Segment Start: THE RECORDS

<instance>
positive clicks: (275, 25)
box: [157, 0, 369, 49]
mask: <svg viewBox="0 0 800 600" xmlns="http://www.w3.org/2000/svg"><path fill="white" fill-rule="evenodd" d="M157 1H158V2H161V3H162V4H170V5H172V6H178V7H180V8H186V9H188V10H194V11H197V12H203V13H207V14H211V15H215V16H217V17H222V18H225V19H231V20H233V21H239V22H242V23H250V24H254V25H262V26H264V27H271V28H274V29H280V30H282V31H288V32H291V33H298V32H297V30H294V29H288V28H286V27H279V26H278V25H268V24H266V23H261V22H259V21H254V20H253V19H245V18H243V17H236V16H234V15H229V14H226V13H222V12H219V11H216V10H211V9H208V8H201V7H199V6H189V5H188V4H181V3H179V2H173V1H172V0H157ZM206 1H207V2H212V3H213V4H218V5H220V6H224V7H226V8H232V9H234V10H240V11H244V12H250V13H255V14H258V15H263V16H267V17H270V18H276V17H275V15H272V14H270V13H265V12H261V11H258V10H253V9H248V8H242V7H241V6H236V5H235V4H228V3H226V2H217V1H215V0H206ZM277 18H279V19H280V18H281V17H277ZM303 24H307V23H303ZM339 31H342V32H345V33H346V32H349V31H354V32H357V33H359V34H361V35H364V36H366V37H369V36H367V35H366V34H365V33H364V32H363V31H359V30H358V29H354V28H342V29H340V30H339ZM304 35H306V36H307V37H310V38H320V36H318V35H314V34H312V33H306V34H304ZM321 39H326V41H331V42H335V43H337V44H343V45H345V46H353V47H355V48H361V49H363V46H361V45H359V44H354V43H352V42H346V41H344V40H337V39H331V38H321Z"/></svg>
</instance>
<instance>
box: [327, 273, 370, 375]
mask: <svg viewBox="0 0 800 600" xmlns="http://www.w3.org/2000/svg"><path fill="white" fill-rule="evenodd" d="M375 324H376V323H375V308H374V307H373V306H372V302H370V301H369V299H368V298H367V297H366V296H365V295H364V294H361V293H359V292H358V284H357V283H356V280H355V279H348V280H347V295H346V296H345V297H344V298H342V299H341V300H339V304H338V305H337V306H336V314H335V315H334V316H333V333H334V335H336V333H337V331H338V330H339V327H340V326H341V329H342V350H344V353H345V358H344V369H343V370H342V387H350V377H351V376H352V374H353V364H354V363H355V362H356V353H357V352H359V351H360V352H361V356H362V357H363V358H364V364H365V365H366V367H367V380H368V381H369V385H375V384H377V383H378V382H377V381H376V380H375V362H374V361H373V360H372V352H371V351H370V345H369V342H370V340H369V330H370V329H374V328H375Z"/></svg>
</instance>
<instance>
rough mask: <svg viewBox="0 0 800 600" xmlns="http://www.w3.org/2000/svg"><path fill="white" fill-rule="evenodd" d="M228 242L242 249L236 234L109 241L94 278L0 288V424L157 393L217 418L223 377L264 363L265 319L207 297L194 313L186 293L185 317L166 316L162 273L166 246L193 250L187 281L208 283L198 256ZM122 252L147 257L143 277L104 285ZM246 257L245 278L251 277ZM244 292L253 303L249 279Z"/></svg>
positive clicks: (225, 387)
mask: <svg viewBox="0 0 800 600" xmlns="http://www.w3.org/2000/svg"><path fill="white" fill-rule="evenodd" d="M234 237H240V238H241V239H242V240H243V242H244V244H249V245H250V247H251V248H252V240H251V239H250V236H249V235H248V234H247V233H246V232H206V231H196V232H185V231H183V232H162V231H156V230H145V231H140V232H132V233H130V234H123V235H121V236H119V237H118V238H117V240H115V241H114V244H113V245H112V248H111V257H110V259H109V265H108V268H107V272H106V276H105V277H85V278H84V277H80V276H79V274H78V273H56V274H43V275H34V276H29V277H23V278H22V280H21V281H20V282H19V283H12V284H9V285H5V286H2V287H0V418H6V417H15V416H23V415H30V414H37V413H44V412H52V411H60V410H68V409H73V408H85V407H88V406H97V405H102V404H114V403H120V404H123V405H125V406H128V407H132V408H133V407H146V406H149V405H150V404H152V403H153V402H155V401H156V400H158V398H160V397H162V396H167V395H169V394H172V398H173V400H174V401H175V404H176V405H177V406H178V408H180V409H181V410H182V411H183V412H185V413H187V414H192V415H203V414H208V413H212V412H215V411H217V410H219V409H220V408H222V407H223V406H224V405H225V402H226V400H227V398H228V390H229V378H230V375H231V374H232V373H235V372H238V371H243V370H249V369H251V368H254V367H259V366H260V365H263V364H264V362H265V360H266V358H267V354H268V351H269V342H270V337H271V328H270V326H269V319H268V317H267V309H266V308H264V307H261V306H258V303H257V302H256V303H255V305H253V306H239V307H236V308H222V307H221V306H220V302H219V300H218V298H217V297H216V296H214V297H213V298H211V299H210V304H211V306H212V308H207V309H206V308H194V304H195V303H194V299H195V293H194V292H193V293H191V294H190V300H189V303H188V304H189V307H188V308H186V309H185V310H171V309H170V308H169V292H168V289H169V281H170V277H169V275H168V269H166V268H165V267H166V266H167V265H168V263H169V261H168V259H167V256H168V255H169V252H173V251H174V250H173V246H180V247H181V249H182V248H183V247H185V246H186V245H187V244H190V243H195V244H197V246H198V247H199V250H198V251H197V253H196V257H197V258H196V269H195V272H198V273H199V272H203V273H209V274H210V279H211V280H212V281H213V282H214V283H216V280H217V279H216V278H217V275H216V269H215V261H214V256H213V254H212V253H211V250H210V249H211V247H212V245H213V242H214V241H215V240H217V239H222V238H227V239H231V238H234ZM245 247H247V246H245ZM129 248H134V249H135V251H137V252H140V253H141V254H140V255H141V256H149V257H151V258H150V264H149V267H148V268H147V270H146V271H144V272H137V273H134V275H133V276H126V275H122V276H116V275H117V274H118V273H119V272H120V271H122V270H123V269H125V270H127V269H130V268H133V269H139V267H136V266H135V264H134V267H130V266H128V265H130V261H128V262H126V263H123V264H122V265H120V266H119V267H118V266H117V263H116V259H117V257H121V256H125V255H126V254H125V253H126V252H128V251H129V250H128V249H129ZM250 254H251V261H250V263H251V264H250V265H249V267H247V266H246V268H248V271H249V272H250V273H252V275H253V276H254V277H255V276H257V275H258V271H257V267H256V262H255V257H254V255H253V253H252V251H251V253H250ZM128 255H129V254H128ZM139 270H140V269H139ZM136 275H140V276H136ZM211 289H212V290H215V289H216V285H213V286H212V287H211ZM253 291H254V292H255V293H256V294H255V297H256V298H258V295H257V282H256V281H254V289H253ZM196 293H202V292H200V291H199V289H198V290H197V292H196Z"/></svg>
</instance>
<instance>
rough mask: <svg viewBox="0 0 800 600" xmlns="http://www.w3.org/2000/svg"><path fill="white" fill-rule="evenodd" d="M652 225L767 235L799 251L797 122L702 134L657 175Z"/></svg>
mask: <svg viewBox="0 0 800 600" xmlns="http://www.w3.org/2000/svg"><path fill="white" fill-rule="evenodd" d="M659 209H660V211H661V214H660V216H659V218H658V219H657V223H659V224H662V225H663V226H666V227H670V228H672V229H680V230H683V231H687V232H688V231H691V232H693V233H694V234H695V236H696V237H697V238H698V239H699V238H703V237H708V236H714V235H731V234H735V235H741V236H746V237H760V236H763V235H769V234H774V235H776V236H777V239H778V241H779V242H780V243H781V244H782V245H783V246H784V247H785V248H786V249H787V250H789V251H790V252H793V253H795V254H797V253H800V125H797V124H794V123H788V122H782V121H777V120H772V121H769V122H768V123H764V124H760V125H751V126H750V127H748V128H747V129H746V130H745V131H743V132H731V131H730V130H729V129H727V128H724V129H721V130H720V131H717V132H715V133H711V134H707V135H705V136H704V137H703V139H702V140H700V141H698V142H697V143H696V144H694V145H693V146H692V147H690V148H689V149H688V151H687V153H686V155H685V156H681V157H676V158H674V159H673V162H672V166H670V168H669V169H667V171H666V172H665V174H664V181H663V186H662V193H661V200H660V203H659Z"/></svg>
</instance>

Segment End: THE RECORDS

-- TASK STATEMENT --
Take the line containing "225L767 235L799 251L797" as the start and the last line of the data as the end, and reproduce that range exactly.

-- RESULT OF THE TASK --
rough mask: <svg viewBox="0 0 800 600" xmlns="http://www.w3.org/2000/svg"><path fill="white" fill-rule="evenodd" d="M652 225L767 235L799 251L797 122L702 134L657 175Z"/></svg>
mask: <svg viewBox="0 0 800 600" xmlns="http://www.w3.org/2000/svg"><path fill="white" fill-rule="evenodd" d="M659 209H660V211H661V214H660V216H659V218H658V219H657V223H659V224H662V225H663V226H666V227H670V228H672V229H680V230H683V231H687V232H688V231H691V232H693V233H694V234H695V236H696V237H697V238H698V239H699V238H703V237H708V236H714V235H731V234H735V235H741V236H746V237H760V236H763V235H769V234H774V235H776V236H777V239H778V241H779V242H780V243H781V244H782V245H783V246H784V247H785V248H786V249H787V250H789V251H790V252H793V253H795V254H797V253H800V125H797V124H794V123H788V122H782V121H777V120H772V121H769V122H768V123H764V124H760V125H751V126H750V127H748V128H747V129H746V130H745V131H743V132H731V131H730V130H729V129H727V128H724V129H721V130H720V131H717V132H715V133H711V134H707V135H705V136H704V137H703V139H702V140H700V141H698V142H697V143H696V144H694V145H693V146H692V147H690V148H689V149H688V151H687V153H686V155H685V156H681V157H676V158H674V159H673V162H672V166H670V168H669V169H667V171H666V172H665V174H664V181H663V186H662V193H661V200H660V203H659Z"/></svg>
</instance>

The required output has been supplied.